__O que fazer__:
1. Segundo o trecho sobre a eutanásia, em que ano o Uruguai incluiu a possibilidade da eutanásia no seu Código Penal?
2. Transcreva do trecho sobre a eutanásia tudo o que vai de "Copiando o art.102" até "271, § 3º).".

__Trecho__:
<<<<

Resumo criado por JUSTICIA, o assistente de inteligência artificial do Jus.

II – DA LEGALIZAÇÃO

Antes mesmo de tecermos nossas devidas considerações a respeito da legalização da eutanásia no Brasil e no mundo, é preciso nos situarmos no tempo para identificarmos as bases sólidas que incutiram o processo de legalização.

Em 1903, a Alemanha e, em 1912, o Parlamento dos Estados Unidos discutiram e rejeitaram projetos que versavam sobre homicídio caritativo.

O art.143 do Código Penal russo deu ensejo, em 1922, ao fuzilamento de 117 (cento e dezessete) crianças acometidas de doença tida como incurável à época, por terem ingerido carne de cavalo infecta.

Copiando o art.102 do projeto de Código Penal Suíço de 1918, em 1924, o Peru legalizou o homicídio piedoso (art.157), assim como cuidou da matéria o Projeto Tcheco-eslovaco de 1925 (art. 271, § 3º).

Em 1931, na Inglaterra, o Dr. Millard, propôs uma Lei para Legalização da Eutanásia Voluntária, que foi discutida até 1936, quando a Câmara dos Lordes a rejeitou. Essa sua proposta serviu de base para o modelo holandês. O Uruguai, em 1934, incluiu a possibilidade da eutanásia no seu Código Penal, através da possibilidade do "homicídio piedoso". Esta legislação uruguaia possivelmente foi a primeira regulamentação nacional sobre o tema. Vale salientar que esta legislação continua em vigor até o presente.

Em 1968, a Associação Mundial de Medicina adotou uma resolução contrária a eutanásia.

>>>>

__Registros de dados__:
<<<<

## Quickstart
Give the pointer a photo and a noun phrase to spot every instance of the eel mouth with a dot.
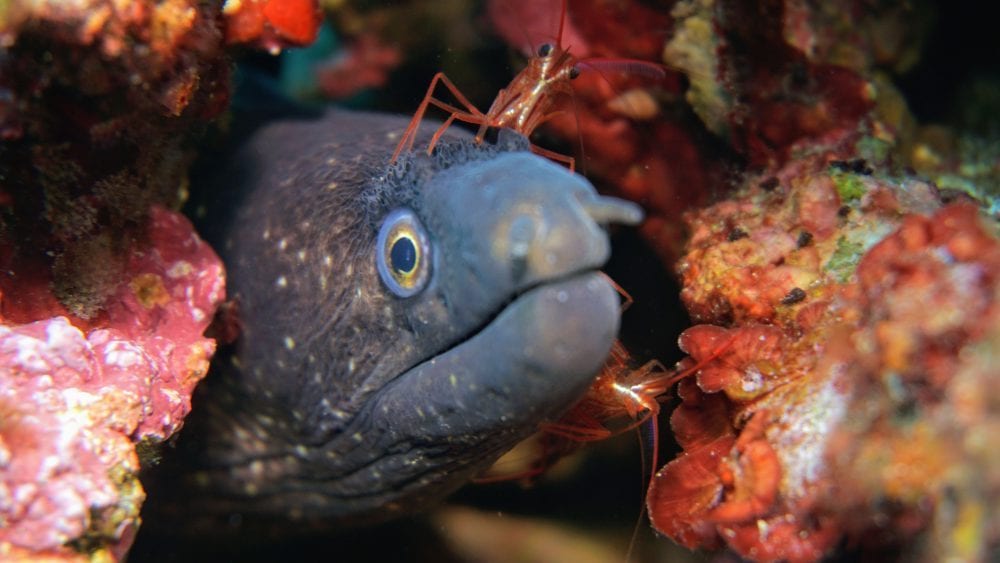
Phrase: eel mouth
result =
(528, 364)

>>>>

__Respostas por tarefa__:
1. Em 1934.

2.
Copiando o art.102 do projeto de Código Penal Suíço de 1918, em 1924, o Peru legalizou o homicídio piedoso (art.157), assim como cuidou da matéria o Projeto Tcheco-eslovaco de 1925 (art. 271, § 3º).